>> START Source records
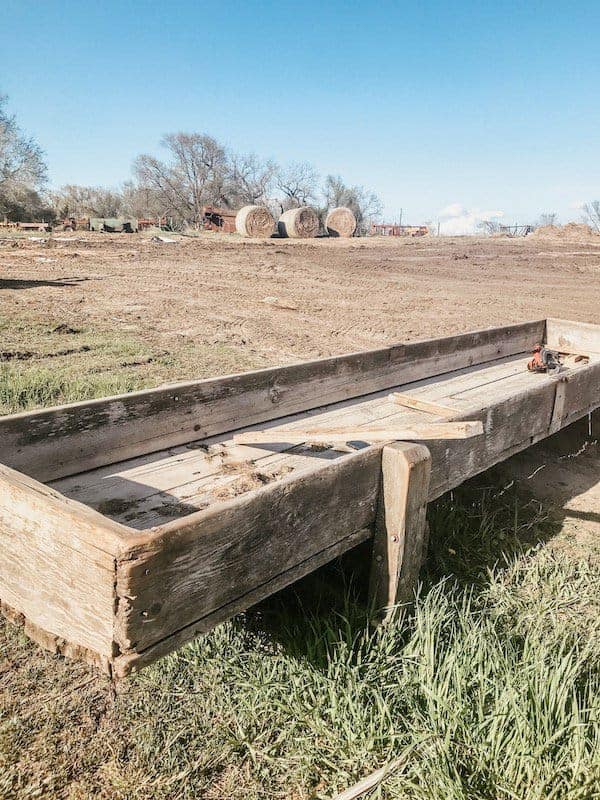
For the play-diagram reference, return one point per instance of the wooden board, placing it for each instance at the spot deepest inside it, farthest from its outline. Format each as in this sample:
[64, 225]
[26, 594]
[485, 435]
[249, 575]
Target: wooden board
>> END Source records
## What to work on
Copy out every line of the material above word for word, leaving out the pictures.

## The output
For the play-diagram reference, return one point per instance of the wooden board, placing it for each instance at the spot deepest inside it, farthest from its outline. Format each as in this sample:
[64, 225]
[26, 594]
[485, 435]
[249, 575]
Target: wooden board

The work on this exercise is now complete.